Count the lines in the listing below that contain the string "blouse", treating uppercase and lowercase as different, and reply with the number alone.
'''
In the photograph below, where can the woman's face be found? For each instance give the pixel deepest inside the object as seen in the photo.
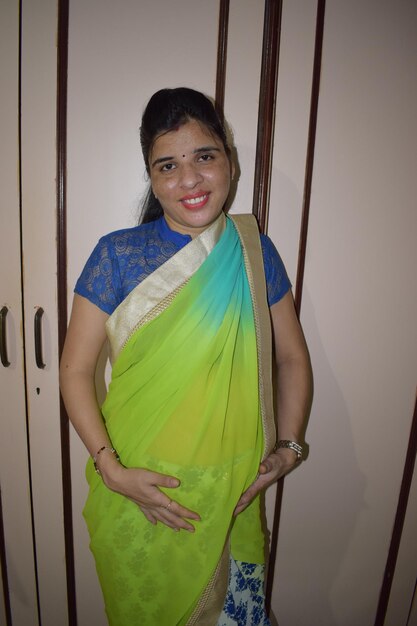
(190, 175)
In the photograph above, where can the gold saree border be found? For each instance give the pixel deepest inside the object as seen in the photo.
(211, 602)
(155, 293)
(247, 228)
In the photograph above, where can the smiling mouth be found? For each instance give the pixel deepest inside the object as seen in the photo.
(195, 202)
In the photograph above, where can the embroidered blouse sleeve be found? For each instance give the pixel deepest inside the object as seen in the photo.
(100, 279)
(277, 281)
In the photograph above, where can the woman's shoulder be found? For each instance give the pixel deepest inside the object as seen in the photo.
(133, 236)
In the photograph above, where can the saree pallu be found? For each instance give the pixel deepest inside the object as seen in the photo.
(184, 400)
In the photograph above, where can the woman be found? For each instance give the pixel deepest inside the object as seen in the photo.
(185, 439)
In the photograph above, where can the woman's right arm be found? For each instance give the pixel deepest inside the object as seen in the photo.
(85, 338)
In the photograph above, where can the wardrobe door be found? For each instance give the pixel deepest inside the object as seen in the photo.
(38, 158)
(117, 59)
(18, 571)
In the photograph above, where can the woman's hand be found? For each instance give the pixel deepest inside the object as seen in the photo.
(276, 465)
(142, 487)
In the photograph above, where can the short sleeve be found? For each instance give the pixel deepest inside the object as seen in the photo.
(100, 279)
(277, 281)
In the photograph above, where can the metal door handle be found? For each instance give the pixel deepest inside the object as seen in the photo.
(38, 338)
(3, 340)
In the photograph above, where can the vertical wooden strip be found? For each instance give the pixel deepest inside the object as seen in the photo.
(3, 566)
(315, 90)
(409, 464)
(266, 112)
(222, 56)
(22, 289)
(62, 69)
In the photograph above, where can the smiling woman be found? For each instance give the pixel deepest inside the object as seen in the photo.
(192, 184)
(185, 440)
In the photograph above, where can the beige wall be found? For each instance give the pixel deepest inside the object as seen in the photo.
(359, 303)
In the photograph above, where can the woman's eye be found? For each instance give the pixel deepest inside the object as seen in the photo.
(206, 157)
(167, 167)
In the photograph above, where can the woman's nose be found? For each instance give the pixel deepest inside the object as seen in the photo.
(190, 175)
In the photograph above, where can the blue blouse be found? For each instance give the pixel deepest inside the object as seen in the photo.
(122, 259)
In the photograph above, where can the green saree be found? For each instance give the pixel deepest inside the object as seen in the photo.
(189, 397)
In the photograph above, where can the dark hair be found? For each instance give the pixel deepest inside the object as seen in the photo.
(166, 110)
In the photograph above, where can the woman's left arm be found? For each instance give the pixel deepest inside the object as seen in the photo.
(294, 395)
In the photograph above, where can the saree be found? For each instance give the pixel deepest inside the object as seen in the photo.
(188, 398)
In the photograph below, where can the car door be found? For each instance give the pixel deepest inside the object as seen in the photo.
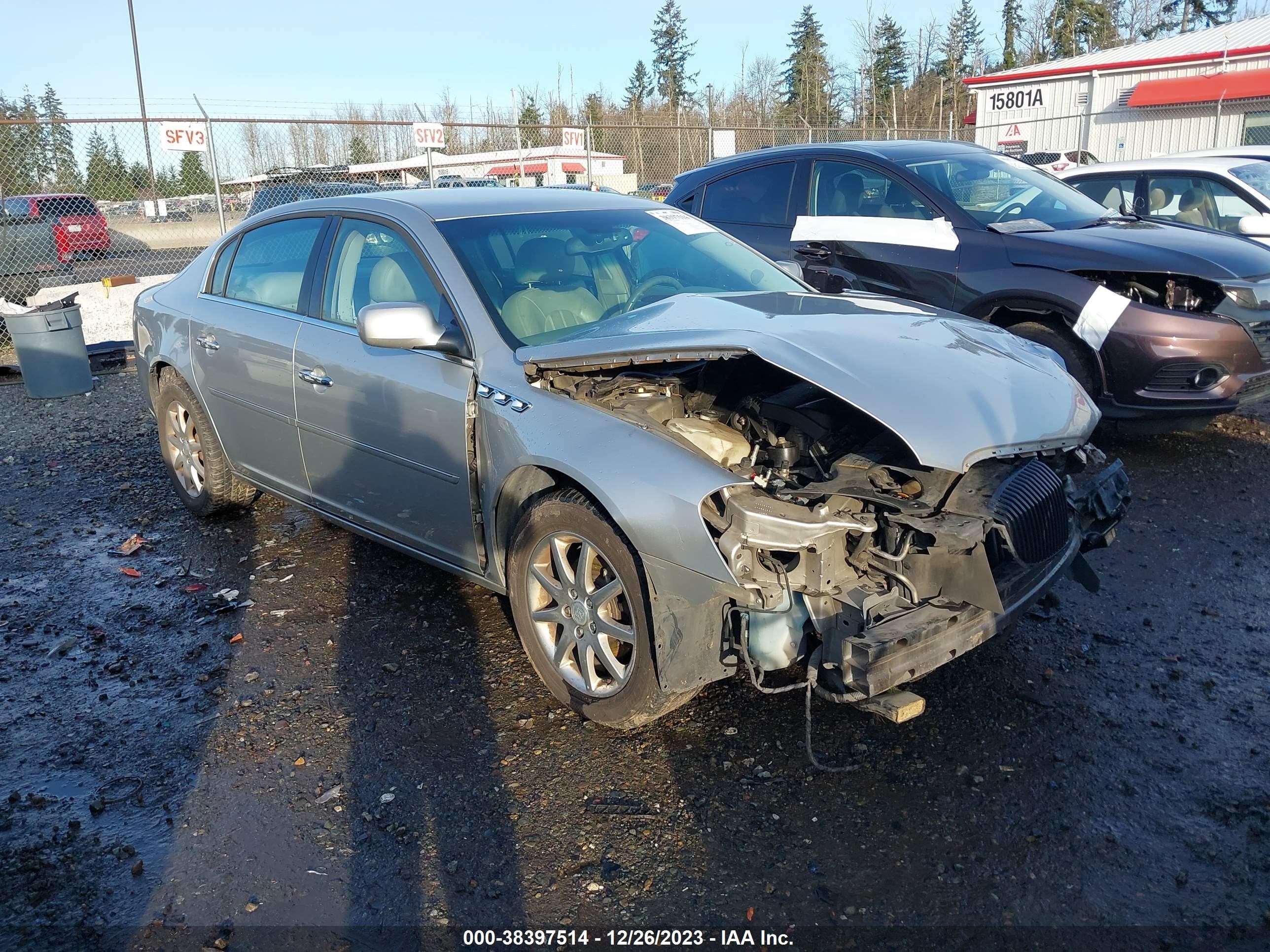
'''
_Final result_.
2